----- BRANO SCELTO

L’avvocato Antonio Bana, ex presidente di Assoarmieri, ci ha inviato un autorevole commento sulla recentissima sentenza del Tar Lombardia che ha vietato la caccia (tutta…) su 475 valichi del territorio regionale. Riceviamo e pubblichiamo: “Il Tribunale Amministrativo Regionale della Lombardia, con la sentenza n. 01516/2025 del 2 maggio 2025, ha assestato un colpo durissimo che rischia di avere conseguenze devastanti per l’intera attività venatoria italiana e non solo, ma anche per il comparto armiero e cinofilo, con un impatto economico che, se non verrà affrontato seriamente e in modo tempestivo segnerà l’ora più buia del nostro mondo venatorio.

La decisione presa dal Tar Lombardia di chiudere la caccia (in tutte le sue forme) su ben 475 valichi montani del territorio regionale, si basa su una presunta, intollerabile e seriamente poco scientifica interpretazione normativa dell’articolo 21 comma 3 della legge 157/1992 che impone il divieto di caccia su tutti i valichi alpini interessati dalle rotte migratorie dell’avifauna per un raggio di 1.000 metri!!

È evidente che l’accanimento avverso la caccia posto in essere dalla Lac, ha fatto breccia tra le fragili maglie ormai sfibrate della vecchia mummia della legge 157/1992, che risulta assolutamente inattuale a seguire le nuove istanze di gestione faunistico – venatoria e, in ogni caso, incapace nel risolvere vecchi nodi interpretativi e anche del tutto inadatti alle diverse tipologie di caccia come per esempio la caccia di selezione agli ungulati e quella di contenimento ai cinghiali per il proliferarsi della peste suina sui nostri territori.

Tra le molteplici e fantasiose motivazioni che si possono evidenziare a una prima lettura della  decisione del Tar, si porta all’attenzione quella in cui si afferma che “Risulta palese laddove siano presenti valichi montani interessati dalle rotte di migrazione dell’avifauna è necessario inibirvi, in via assoluta, lo svolgimento di attività venatoria per una distanza di mille metri dagli stessi… quindi , una volta accertata la presenza di 475 valichi interessati da rotte di migrazione, al fine di attuare il perentorio disposto normativo e garantire una effettiva tutela dell’avifauna è richiesta l’imposizione di un divieto di caccia assoluto riferibile a tutti i predetti valichi”. Corre l’obbligo dover precisare cosa si deve intendere per “valico montano” interessato dalle rotte di migrazione ovvero “Una depressione presente in un punto di un contrafforte montuoso che consente il passaggio con minor difficoltà tra due valli”.

----------
----- VOCI FORNITE

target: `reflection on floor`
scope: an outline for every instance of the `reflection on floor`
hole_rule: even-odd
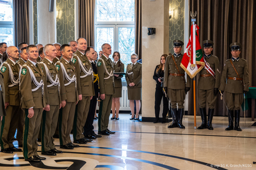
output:
[[[74,150],[60,149],[59,139],[55,139],[56,148],[63,153],[45,157],[40,163],[24,161],[22,153],[0,152],[0,169],[256,169],[253,164],[256,127],[251,126],[254,122],[250,118],[246,125],[241,118],[243,131],[238,132],[225,131],[227,117],[214,117],[213,131],[195,130],[192,116],[185,117],[185,129],[130,120],[129,117],[122,114],[119,120],[109,120],[109,129],[115,134]],[[200,117],[196,118],[199,126]],[[97,131],[97,120],[94,126]],[[15,145],[18,146],[17,141]]]

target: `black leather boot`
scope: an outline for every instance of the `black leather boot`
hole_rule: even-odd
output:
[[[212,126],[213,113],[214,113],[214,109],[209,109],[209,110],[208,110],[208,122],[207,122],[207,128],[209,130],[213,130],[213,127]]]
[[[202,124],[200,127],[197,128],[197,129],[203,129],[207,128],[207,117],[206,117],[206,110],[205,108],[200,108],[201,118],[202,118]],[[209,114],[209,113],[208,113]]]
[[[173,128],[173,127],[178,127],[177,123],[177,109],[176,108],[172,108],[171,110],[172,112],[172,122],[170,125],[168,126],[168,128]]]
[[[234,130],[234,110],[228,110],[228,126],[226,128],[226,131]]]
[[[178,120],[178,127],[180,129],[185,129],[185,127],[182,125],[182,118],[183,118],[184,109],[179,109],[177,115]]]
[[[235,130],[237,131],[242,131],[239,127],[239,121],[240,121],[240,110],[235,110]]]

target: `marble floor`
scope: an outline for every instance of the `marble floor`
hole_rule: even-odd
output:
[[[119,120],[109,120],[115,134],[74,150],[60,149],[55,139],[63,153],[45,157],[41,163],[24,161],[22,153],[0,152],[0,169],[256,169],[256,127],[250,118],[246,125],[241,118],[243,131],[238,132],[225,131],[227,117],[214,117],[214,130],[209,131],[195,130],[192,116],[185,116],[185,129],[130,120],[130,117],[120,114]],[[196,120],[199,126],[200,117]],[[97,120],[94,125],[97,131]]]

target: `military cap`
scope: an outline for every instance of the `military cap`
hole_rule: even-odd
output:
[[[182,41],[179,39],[173,40],[173,46],[182,46],[182,45],[184,45]]]
[[[203,41],[204,47],[212,47],[213,46],[213,42],[211,40],[204,40]]]
[[[242,48],[242,45],[239,43],[233,43],[229,46],[231,50],[240,50]]]

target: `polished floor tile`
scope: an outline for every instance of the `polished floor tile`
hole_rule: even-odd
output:
[[[238,132],[225,131],[227,117],[214,117],[214,129],[209,131],[195,129],[193,116],[184,117],[185,129],[130,120],[130,117],[120,114],[119,120],[109,120],[109,129],[116,134],[74,150],[60,149],[54,139],[63,153],[45,157],[40,163],[24,161],[22,153],[0,152],[0,169],[256,169],[256,127],[250,118],[246,125],[241,118],[243,131]],[[200,117],[196,120],[198,127]],[[94,126],[97,132],[97,120]]]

----------

■ CONSEGNE DELL'ESERCIZIO ■
1) Riporta testualmente il passo del commento sulla sentenza del Tar Lombardia che comincia con "La decisione presa" e prosegue fino a "di 1.000 metri!!".
2) Stabilisci se ciascuna affermazione concorda con il commento sulla sentenza del Tar Lombardia: (a) la sentenza è datata 2 maggio 2025; (b) l'articolo 21 comma 3 della legge 157/1992 vieta la caccia entro un raggio di 500 metri dai valichi; (c) Antonio Bana è l'attuale presidente di Assoarmieri. Rispondi sì o no a ciascuna e cita esattamente le parole del commento che lo decidono.
3) Prosegui il commento sulla sentenza del Tar Lombardia a partire dal punto in cui si interrompe.
Le voci provengono da una fonte diversa dal brano.

■ RISPOSTE AI COMPITI ■
1)
La decisione presa dal Tar Lombardia di chiudere la caccia (in tutte le sue forme) su ben 475 valichi montani del territorio regionale, si basa su una presunta, intollerabile e seriamente poco scientifica interpretazione normativa dell’articolo 21 comma 3 della legge 157/1992 che impone il divieto di caccia su tutti i valichi alpini interessati dalle rotte migratorie dell’avifauna per un raggio di 1.000 metri!!

2)
(a) Sì: "con la sentenza n. 01516/2025 del 2 maggio 2025".
(b) No: "per un raggio di 1.000 metri".
(c) No: "ex presidente di Assoarmieri".

3)
In questo caso, sono stati presi in considerazione tutti i passaggi situati ad almeno 600 metri  di quota oppure, nel caso fossero anche più bassi, comunque gli stessi situati in Comuni con un’altitudine media superiore a 600 metri… una follia!

Ma la questione è ancora più assurda se si pensa che la presenza di una rotta migratoria in corrispondenza di un valico è stata dedotta, udite bene, utilizzando una griglia geografica di celle da 5 km di lato.

All’interno di ciascuna cella è stato sufficiente rilevare la presenza anche solo parzialmente di uno o più indicatori tra i quali dati storici di inanellamento oppure la presenza di appostamenti fissi di caccia o, ancora, riferimenti di documentazione nella lettura scientifica (quando per i primi e quale per i secondi non è dato sapersi!).

A questo punto, anche un solo piccolo riscontro è stato considerato valido al fine di attribuire a quel valico una funzione di migrazione e dunque in automatico, sottoporlo a un divieto assoluto di caccia.

Giova sul punto precisare inoltre che lo stesso commissario nella sua relazione ammette che “una protezione piena e non proporzionale richiederebbe la chiusura di tutti i 475 valichi”, ma lo stesso ammette e quindi riconosce “una carenza di base nell’assenza di attenti approfondimenti su molti di essi”.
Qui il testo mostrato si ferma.